DATA:

....................

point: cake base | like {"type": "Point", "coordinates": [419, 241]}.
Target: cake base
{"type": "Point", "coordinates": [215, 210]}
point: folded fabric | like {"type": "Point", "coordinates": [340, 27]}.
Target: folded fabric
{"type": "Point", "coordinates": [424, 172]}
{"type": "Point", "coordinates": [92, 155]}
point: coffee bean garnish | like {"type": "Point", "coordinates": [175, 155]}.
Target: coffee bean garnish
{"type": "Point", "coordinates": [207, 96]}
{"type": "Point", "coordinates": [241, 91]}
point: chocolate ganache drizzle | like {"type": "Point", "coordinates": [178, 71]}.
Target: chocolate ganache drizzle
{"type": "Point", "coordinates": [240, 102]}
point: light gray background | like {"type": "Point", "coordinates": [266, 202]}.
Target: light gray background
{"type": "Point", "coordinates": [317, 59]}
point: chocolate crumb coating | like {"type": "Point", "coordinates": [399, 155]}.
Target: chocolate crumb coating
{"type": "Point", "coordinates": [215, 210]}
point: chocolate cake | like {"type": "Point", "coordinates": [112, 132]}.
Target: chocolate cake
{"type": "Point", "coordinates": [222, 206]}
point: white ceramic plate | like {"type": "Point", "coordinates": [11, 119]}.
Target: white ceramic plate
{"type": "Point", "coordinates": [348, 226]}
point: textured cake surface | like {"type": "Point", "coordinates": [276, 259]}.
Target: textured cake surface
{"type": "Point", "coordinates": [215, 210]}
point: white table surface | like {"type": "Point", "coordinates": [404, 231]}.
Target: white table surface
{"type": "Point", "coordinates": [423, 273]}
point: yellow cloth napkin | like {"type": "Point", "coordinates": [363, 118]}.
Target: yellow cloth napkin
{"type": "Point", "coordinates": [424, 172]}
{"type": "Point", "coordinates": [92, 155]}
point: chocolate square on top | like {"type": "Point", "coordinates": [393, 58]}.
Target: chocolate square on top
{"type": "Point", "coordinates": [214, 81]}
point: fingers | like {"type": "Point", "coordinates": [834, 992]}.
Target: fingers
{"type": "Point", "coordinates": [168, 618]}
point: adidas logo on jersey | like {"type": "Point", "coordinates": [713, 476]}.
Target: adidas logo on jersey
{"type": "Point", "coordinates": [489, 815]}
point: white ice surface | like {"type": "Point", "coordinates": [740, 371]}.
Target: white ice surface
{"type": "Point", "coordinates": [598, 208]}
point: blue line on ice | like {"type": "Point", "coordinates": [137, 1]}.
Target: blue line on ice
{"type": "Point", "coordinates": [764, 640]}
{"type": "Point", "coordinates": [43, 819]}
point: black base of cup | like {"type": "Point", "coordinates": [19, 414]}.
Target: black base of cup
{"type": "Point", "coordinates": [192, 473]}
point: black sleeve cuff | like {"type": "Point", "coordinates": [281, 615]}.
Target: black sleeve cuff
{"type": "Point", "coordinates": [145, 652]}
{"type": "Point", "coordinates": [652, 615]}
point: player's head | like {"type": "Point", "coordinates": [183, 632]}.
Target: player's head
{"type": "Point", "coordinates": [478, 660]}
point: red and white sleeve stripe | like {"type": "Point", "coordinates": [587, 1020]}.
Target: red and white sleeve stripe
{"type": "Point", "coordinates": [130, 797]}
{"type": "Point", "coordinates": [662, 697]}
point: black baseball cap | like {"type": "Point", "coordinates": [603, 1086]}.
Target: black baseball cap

....................

REQUIRED TASK: Turn every line of the items above into a JSON list of strings, one string per line, with blank lines left out.

OUTPUT OF THE TASK:
[
  "point: cake base | like {\"type\": \"Point\", \"coordinates\": [419, 241]}.",
  "Target: cake base",
  "{\"type\": \"Point\", \"coordinates\": [215, 210]}",
  "point: folded fabric | like {\"type\": \"Point\", \"coordinates\": [340, 27]}.",
  "Target: folded fabric",
  "{\"type\": \"Point\", \"coordinates\": [424, 172]}",
  "{\"type\": \"Point\", \"coordinates\": [92, 155]}",
  "point: coffee bean garnish | like {\"type\": \"Point\", \"coordinates\": [175, 155]}.",
  "Target: coffee bean garnish",
  "{\"type\": \"Point\", \"coordinates\": [207, 96]}",
  "{\"type\": \"Point\", \"coordinates\": [241, 91]}",
  "point: chocolate ganache drizzle | like {\"type\": \"Point\", \"coordinates\": [178, 71]}.",
  "Target: chocolate ganache drizzle",
  "{\"type\": \"Point\", \"coordinates\": [240, 102]}",
  "point: light gray background | like {\"type\": \"Point\", \"coordinates\": [266, 202]}.",
  "Target: light gray background",
  "{\"type\": \"Point\", \"coordinates\": [317, 59]}",
  "point: chocolate crumb coating | like {\"type\": \"Point\", \"coordinates\": [399, 155]}.",
  "Target: chocolate crumb coating",
  "{\"type\": \"Point\", \"coordinates\": [215, 210]}",
  "point: chocolate cake | like {\"type\": \"Point\", \"coordinates\": [112, 132]}.",
  "Target: chocolate cake",
  "{\"type\": \"Point\", \"coordinates\": [222, 206]}",
  "point: white ceramic plate | like {\"type\": \"Point\", \"coordinates\": [11, 119]}.",
  "Target: white ceramic plate",
  "{\"type\": \"Point\", \"coordinates\": [348, 226]}",
  "point: textured cake surface | like {\"type\": \"Point\", \"coordinates\": [276, 259]}.",
  "Target: textured cake surface",
  "{\"type\": \"Point\", \"coordinates\": [215, 210]}",
  "point: white table surface | like {\"type\": \"Point\", \"coordinates\": [404, 231]}.",
  "Target: white table surface",
  "{\"type\": \"Point\", \"coordinates\": [423, 273]}",
  "point: yellow cloth napkin | like {\"type\": \"Point\", \"coordinates\": [363, 118]}.",
  "Target: yellow cloth napkin",
  "{\"type\": \"Point\", \"coordinates\": [424, 172]}",
  "{\"type\": \"Point\", \"coordinates\": [92, 155]}",
  "point: chocolate square on top | like {\"type\": \"Point\", \"coordinates\": [393, 58]}.",
  "Target: chocolate square on top",
  "{\"type\": \"Point\", \"coordinates\": [214, 81]}",
  "point: fingers | like {\"type\": \"Point\", \"coordinates\": [834, 992]}.",
  "Target: fingers",
  "{\"type\": \"Point\", \"coordinates\": [168, 618]}",
  "point: adidas logo on jersey | like {\"type\": \"Point\", \"coordinates\": [713, 476]}.",
  "Target: adidas logo on jersey",
  "{\"type\": \"Point\", \"coordinates\": [489, 815]}",
  "point: white ice surface | like {\"type\": \"Point\", \"coordinates\": [740, 371]}.",
  "Target: white ice surface",
  "{\"type\": \"Point\", \"coordinates\": [598, 208]}",
  "point: blue line on ice | like {\"type\": \"Point\", \"coordinates\": [137, 1]}.",
  "Target: blue line on ice",
  "{\"type\": \"Point\", \"coordinates\": [764, 640]}",
  "{\"type\": \"Point\", \"coordinates\": [43, 819]}",
  "point: black base of cup | like {\"type\": \"Point\", \"coordinates\": [19, 414]}.",
  "Target: black base of cup",
  "{\"type\": \"Point\", \"coordinates\": [192, 473]}",
  "point: black sleeve cuff | like {\"type\": \"Point\", \"coordinates\": [281, 615]}.",
  "Target: black sleeve cuff",
  "{\"type\": \"Point\", \"coordinates\": [145, 652]}",
  "{\"type\": \"Point\", \"coordinates\": [652, 615]}",
  "point: player's head | like {\"type\": \"Point\", \"coordinates\": [183, 632]}.",
  "Target: player's head",
  "{\"type\": \"Point\", \"coordinates\": [478, 660]}",
  "point: red and white sleeve stripe | like {\"type\": \"Point\", \"coordinates\": [587, 1020]}.",
  "Target: red and white sleeve stripe",
  "{\"type\": \"Point\", \"coordinates\": [130, 797]}",
  "{\"type\": \"Point\", \"coordinates\": [662, 697]}",
  "point: black baseball cap | like {\"type\": \"Point\", \"coordinates\": [603, 1086]}.",
  "Target: black baseball cap"
]